= Task set =
a - In the passage below about Shaikh Kutty, do these statements agree with the text? (i) Shaikh Kutty and Imam Abdul Hamid were going to Florida to speak at an Islamic conference. (ii) The two men were held in an Orlando jail. (iii) One topic planned for the conference was the dangers of extremism and fanaticism. For each, answer yes or no and quote the words from the text that decide it.
b - Translate this sentence from the passage below about Shaikh Kutty into Spanish: "He is a well-known scholar, preacher and speaker on Islam and Muslims."
c - According to the passage below about Shaikh Kutty, where did he condemn the attacks on the twin towers?

= Exercise passage =
+++

His son Faisal Kutty recounts as one of his earliest childhood memories as running from safe house to safe house, until the family was able to leave India.

In 2003, Shaikh Kutty made international headlines when he and Imam Abdul Hamid were detained and held in a Fort Lauderdale jail after disembarking from their flight on 11 September. The two were travelling to Florida to speak at an Islamic conference. He is a well-known scholar, preacher and speaker on Islam and Muslims. He was also one of the first and most vocal imams to condemn the terrorist attacks on the twin towers in the same day in a Friday Sermon at the Islamic Center of Toronto.

Furthermore, among the topics to be discussed at the conference in Orlando was the dangers of extremism and fanaticism. After returning to Canada, Shaikh Kutty asked:
But if the American immigration officials can go after me and Hamid who are well-known for preaching moderation, what happens to ordinary Muslims?

+++

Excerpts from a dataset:

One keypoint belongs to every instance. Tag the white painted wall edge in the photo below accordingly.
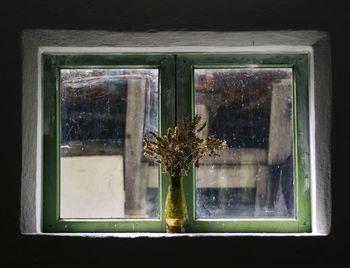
(317, 44)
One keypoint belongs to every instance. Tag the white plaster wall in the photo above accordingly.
(317, 44)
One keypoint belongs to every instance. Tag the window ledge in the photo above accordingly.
(316, 44)
(166, 235)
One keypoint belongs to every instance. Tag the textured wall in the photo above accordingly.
(141, 15)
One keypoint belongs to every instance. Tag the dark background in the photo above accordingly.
(157, 15)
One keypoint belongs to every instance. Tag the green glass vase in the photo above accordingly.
(175, 206)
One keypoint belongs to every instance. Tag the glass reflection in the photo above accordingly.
(251, 108)
(104, 115)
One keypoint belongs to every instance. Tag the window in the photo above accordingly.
(98, 108)
(88, 101)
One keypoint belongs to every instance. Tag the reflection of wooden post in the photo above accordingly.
(280, 138)
(280, 134)
(133, 146)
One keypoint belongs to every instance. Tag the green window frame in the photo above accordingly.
(176, 101)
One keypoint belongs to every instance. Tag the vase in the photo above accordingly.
(175, 206)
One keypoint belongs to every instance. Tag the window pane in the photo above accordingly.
(105, 113)
(251, 108)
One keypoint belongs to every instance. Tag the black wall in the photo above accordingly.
(138, 15)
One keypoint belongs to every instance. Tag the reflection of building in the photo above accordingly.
(251, 110)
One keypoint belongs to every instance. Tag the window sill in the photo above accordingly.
(166, 235)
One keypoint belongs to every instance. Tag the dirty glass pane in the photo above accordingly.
(104, 115)
(251, 108)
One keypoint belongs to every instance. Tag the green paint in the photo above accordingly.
(176, 102)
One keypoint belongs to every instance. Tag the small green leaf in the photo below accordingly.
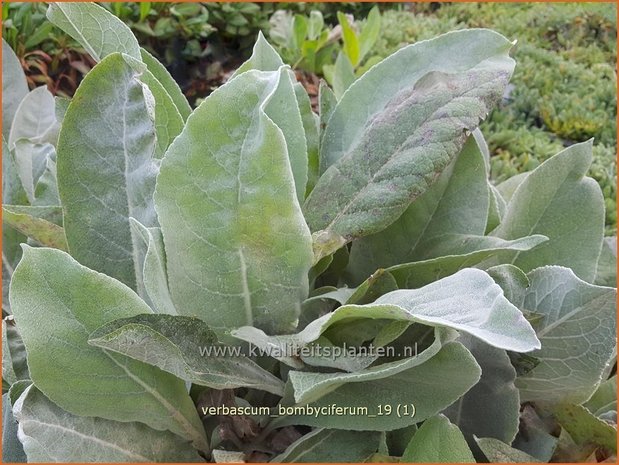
(418, 274)
(430, 382)
(48, 285)
(31, 222)
(50, 434)
(446, 302)
(167, 81)
(438, 441)
(14, 87)
(606, 273)
(169, 343)
(499, 452)
(574, 311)
(560, 202)
(154, 273)
(456, 203)
(351, 42)
(331, 446)
(225, 194)
(343, 75)
(512, 280)
(12, 448)
(492, 407)
(585, 428)
(108, 169)
(96, 29)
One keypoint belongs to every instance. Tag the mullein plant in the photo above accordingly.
(150, 248)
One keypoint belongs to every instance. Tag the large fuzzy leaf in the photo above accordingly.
(48, 285)
(285, 110)
(429, 385)
(238, 249)
(12, 449)
(577, 332)
(558, 201)
(14, 86)
(50, 434)
(169, 342)
(331, 446)
(434, 92)
(492, 407)
(438, 441)
(106, 172)
(35, 223)
(96, 29)
(168, 83)
(457, 203)
(468, 301)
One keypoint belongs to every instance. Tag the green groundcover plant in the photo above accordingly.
(251, 281)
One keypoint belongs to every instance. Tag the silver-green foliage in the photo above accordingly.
(177, 259)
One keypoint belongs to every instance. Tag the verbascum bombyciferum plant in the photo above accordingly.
(253, 281)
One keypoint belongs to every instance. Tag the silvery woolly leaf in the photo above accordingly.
(49, 434)
(48, 285)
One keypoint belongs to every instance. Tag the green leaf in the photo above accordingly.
(169, 343)
(499, 452)
(30, 161)
(468, 301)
(50, 434)
(373, 94)
(512, 280)
(48, 285)
(492, 407)
(46, 189)
(108, 169)
(606, 273)
(507, 188)
(263, 58)
(310, 126)
(168, 121)
(558, 201)
(96, 29)
(438, 441)
(578, 336)
(331, 446)
(225, 194)
(430, 383)
(154, 273)
(12, 449)
(604, 399)
(585, 428)
(457, 203)
(351, 43)
(369, 33)
(327, 101)
(13, 353)
(31, 222)
(343, 75)
(162, 75)
(35, 118)
(14, 87)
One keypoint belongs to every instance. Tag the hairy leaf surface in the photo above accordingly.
(48, 285)
(108, 169)
(238, 249)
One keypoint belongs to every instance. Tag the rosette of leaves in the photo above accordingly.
(180, 239)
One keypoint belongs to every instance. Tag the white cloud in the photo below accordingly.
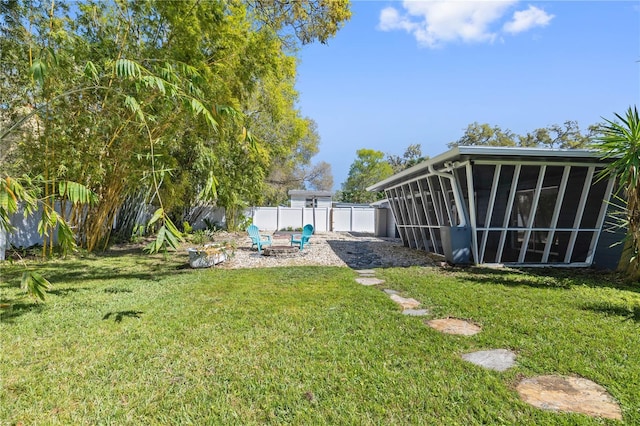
(524, 20)
(437, 22)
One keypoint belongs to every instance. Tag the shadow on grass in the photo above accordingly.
(119, 316)
(14, 310)
(550, 278)
(628, 313)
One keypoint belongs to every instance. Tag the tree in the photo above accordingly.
(483, 134)
(368, 168)
(565, 136)
(154, 98)
(320, 177)
(308, 19)
(412, 156)
(619, 141)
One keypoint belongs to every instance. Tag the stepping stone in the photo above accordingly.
(573, 394)
(369, 281)
(415, 312)
(454, 326)
(404, 302)
(495, 359)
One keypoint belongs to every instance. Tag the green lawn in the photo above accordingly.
(132, 339)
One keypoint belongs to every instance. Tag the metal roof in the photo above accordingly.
(470, 153)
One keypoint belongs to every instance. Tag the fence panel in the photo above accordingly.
(353, 219)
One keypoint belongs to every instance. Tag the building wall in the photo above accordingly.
(530, 213)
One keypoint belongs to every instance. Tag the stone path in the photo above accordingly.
(572, 394)
(549, 392)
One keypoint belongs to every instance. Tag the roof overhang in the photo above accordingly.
(305, 193)
(470, 153)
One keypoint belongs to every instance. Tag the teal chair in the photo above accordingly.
(302, 239)
(258, 240)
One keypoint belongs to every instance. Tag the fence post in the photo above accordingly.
(351, 220)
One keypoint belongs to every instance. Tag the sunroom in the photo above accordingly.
(503, 205)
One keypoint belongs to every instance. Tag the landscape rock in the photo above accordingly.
(572, 394)
(494, 359)
(454, 326)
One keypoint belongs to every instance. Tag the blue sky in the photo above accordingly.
(419, 72)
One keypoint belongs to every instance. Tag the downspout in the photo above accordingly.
(456, 193)
(455, 252)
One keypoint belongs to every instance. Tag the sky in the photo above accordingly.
(419, 72)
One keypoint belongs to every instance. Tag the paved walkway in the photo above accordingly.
(549, 392)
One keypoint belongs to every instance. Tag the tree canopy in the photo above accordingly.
(567, 135)
(368, 168)
(168, 102)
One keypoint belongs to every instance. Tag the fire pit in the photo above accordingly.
(281, 251)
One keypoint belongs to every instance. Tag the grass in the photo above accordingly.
(134, 339)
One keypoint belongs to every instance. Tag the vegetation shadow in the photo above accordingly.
(628, 313)
(558, 278)
(120, 315)
(355, 254)
(15, 310)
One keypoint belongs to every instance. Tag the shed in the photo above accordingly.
(504, 205)
(318, 199)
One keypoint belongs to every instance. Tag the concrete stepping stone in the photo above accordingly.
(369, 281)
(405, 302)
(415, 312)
(572, 394)
(494, 359)
(454, 326)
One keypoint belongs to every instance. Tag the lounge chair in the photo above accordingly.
(302, 239)
(258, 240)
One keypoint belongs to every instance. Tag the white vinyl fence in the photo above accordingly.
(337, 219)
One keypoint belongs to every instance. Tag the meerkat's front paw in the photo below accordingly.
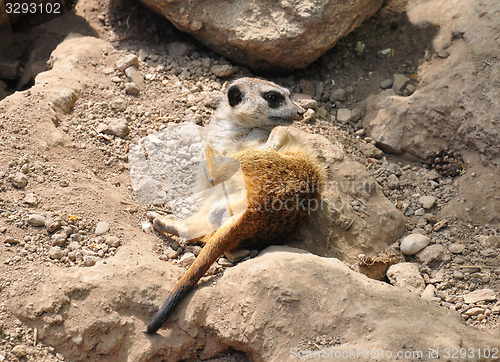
(163, 224)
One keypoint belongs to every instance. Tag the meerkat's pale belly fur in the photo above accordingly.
(283, 180)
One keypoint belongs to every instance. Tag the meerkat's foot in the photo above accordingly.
(277, 139)
(163, 224)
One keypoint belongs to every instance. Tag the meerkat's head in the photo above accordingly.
(251, 102)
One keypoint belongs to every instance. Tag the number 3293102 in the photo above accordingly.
(32, 8)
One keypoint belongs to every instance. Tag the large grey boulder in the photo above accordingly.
(267, 34)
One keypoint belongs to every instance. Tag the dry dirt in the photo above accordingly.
(55, 164)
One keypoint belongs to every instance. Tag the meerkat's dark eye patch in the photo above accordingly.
(274, 99)
(234, 95)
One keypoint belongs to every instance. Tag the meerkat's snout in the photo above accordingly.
(300, 112)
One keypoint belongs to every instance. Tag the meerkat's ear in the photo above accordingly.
(234, 95)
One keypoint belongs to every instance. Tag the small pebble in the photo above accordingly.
(187, 259)
(456, 248)
(31, 199)
(427, 202)
(344, 115)
(36, 220)
(474, 311)
(131, 88)
(338, 94)
(55, 253)
(224, 262)
(112, 240)
(386, 84)
(480, 295)
(488, 253)
(235, 256)
(101, 228)
(19, 180)
(393, 182)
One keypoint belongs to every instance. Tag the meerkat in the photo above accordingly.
(281, 177)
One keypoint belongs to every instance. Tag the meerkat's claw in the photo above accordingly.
(151, 215)
(164, 225)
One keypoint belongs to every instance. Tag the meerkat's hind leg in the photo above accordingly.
(163, 224)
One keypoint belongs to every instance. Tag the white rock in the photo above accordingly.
(428, 292)
(407, 276)
(101, 228)
(413, 243)
(127, 61)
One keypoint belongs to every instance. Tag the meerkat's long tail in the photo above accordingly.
(228, 236)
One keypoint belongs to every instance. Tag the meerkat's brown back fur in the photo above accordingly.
(282, 180)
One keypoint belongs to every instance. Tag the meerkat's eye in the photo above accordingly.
(274, 99)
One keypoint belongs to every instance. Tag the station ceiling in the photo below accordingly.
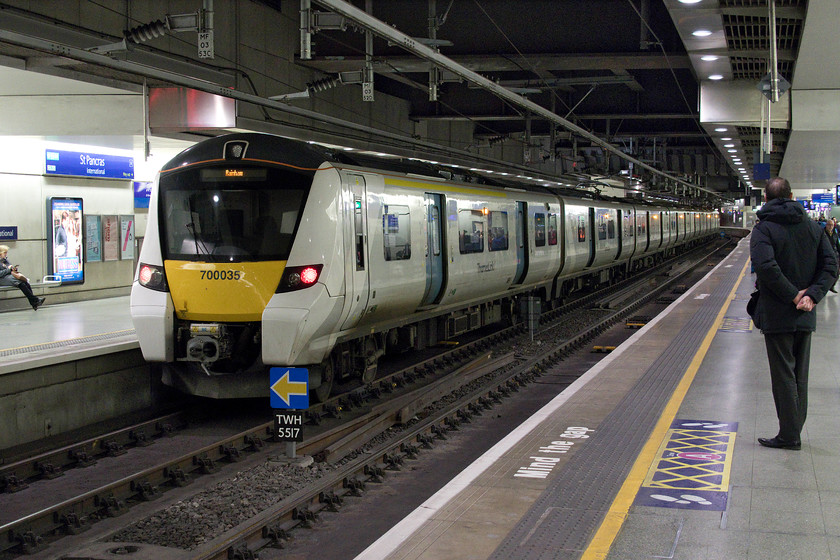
(628, 72)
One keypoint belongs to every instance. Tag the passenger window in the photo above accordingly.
(628, 225)
(552, 229)
(602, 225)
(581, 229)
(396, 232)
(471, 231)
(539, 229)
(498, 231)
(434, 219)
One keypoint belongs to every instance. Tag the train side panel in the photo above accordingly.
(544, 240)
(152, 311)
(397, 233)
(605, 232)
(577, 234)
(478, 264)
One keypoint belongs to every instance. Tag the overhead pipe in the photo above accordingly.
(774, 55)
(415, 47)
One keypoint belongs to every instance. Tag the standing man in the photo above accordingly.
(795, 266)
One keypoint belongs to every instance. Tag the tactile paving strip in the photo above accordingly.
(65, 343)
(562, 521)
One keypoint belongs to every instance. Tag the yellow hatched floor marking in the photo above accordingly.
(674, 468)
(599, 547)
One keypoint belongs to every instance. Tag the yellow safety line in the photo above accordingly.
(599, 547)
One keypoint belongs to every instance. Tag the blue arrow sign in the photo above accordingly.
(289, 387)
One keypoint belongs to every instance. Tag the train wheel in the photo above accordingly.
(370, 359)
(322, 392)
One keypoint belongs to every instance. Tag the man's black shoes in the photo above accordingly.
(779, 443)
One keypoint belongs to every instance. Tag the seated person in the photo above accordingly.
(9, 276)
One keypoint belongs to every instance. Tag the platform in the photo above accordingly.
(57, 332)
(653, 453)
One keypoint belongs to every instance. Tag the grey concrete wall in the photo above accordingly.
(48, 401)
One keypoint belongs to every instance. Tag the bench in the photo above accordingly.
(48, 281)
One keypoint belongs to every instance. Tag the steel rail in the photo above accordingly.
(275, 525)
(72, 516)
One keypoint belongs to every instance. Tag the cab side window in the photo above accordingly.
(396, 232)
(539, 229)
(471, 231)
(498, 231)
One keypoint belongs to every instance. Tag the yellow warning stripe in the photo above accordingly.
(599, 547)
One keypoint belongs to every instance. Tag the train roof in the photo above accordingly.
(307, 158)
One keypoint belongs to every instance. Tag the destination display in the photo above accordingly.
(84, 164)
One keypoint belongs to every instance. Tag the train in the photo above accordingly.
(261, 251)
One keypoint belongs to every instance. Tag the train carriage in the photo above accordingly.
(262, 251)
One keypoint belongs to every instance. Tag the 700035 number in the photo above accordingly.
(220, 275)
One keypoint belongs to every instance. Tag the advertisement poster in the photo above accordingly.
(110, 238)
(93, 239)
(65, 218)
(127, 237)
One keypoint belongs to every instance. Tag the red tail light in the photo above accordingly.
(152, 277)
(299, 277)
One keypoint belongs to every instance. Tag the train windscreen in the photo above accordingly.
(231, 214)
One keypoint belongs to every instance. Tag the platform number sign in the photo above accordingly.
(289, 388)
(205, 45)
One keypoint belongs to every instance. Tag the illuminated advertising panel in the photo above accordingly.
(65, 236)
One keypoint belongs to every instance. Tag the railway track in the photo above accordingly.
(363, 433)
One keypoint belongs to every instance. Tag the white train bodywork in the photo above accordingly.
(401, 261)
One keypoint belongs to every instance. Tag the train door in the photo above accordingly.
(592, 227)
(521, 242)
(434, 249)
(620, 234)
(358, 285)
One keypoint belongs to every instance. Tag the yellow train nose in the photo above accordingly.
(235, 292)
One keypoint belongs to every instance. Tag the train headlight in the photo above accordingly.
(152, 277)
(299, 277)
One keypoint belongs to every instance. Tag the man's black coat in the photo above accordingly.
(789, 252)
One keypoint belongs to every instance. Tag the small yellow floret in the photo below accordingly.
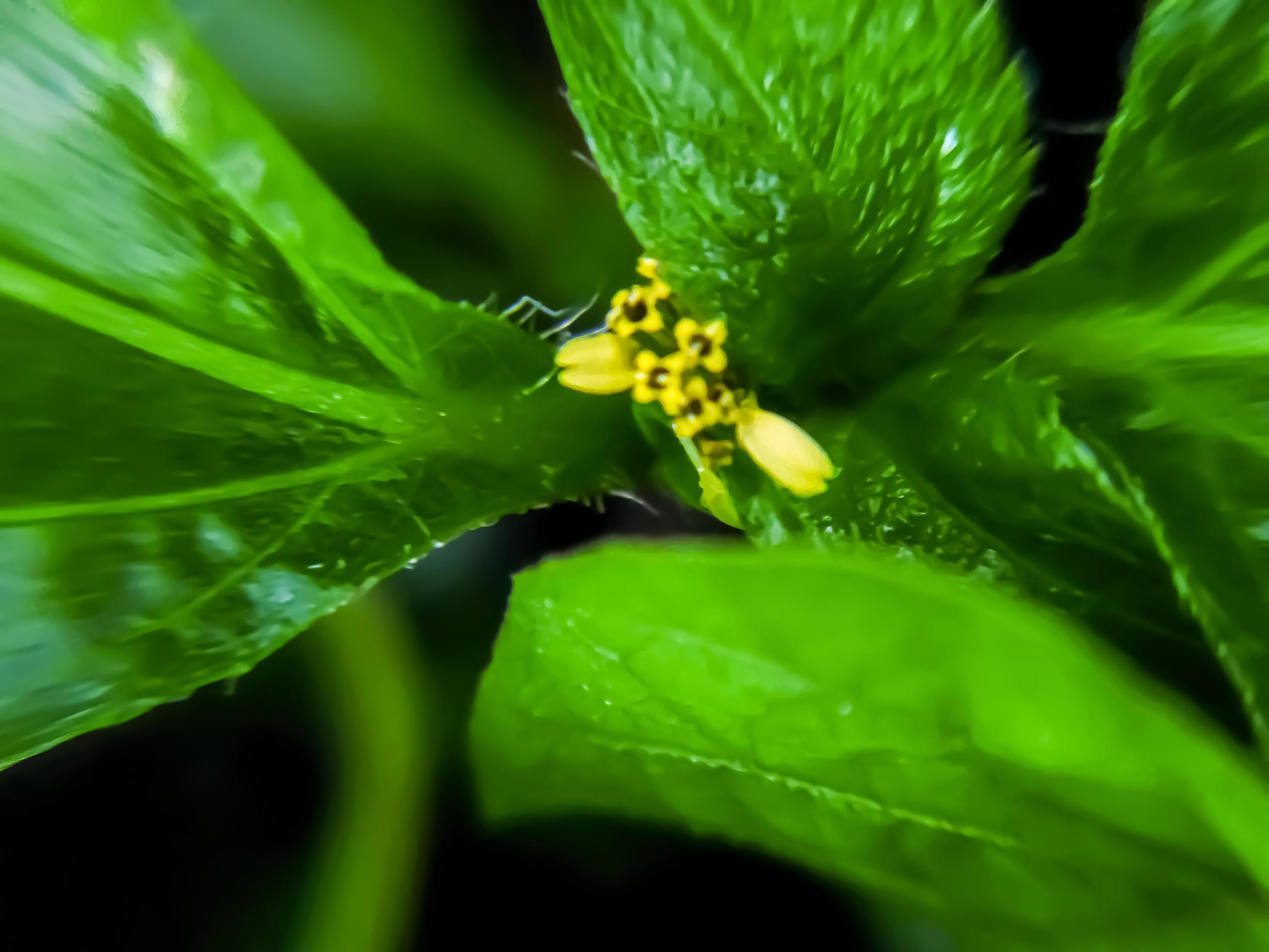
(698, 410)
(635, 311)
(597, 365)
(785, 451)
(703, 344)
(659, 379)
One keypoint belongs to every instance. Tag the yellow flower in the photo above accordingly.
(716, 454)
(728, 402)
(597, 365)
(785, 451)
(697, 412)
(659, 379)
(635, 311)
(703, 344)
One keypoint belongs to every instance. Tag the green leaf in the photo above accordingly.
(828, 174)
(959, 756)
(971, 461)
(222, 414)
(1154, 318)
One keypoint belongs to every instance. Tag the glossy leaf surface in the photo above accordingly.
(1152, 319)
(905, 731)
(828, 174)
(222, 413)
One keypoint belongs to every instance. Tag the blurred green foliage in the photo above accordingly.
(226, 414)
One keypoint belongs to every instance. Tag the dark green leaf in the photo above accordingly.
(1154, 318)
(222, 414)
(829, 174)
(959, 756)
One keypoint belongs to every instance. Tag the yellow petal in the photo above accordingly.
(597, 365)
(591, 380)
(785, 451)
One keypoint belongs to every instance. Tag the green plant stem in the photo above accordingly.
(369, 872)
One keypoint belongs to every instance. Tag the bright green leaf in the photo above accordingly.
(829, 174)
(222, 414)
(1154, 318)
(959, 756)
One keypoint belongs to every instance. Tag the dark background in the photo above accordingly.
(202, 825)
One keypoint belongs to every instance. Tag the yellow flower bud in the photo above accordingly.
(785, 451)
(598, 365)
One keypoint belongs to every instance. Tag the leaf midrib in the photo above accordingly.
(339, 471)
(347, 403)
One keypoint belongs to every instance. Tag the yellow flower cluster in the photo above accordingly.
(690, 382)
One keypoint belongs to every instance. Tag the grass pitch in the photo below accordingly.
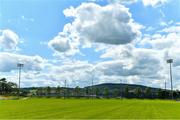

+++

= Results of the tasks =
a -
(i) Yes: "The two were travelling to Florida to speak at an Islamic conference."
(ii) No: "held in a Fort Lauderdale jail"
(iii) Yes: "among the topics to be discussed at the conference in Orlando was the dangers of extremism and fanaticism"

b - Es un conocido erudito, predicador y orador sobre el islam y los musulmanes.

c - In a Friday Sermon at the Islamic Center of Toronto.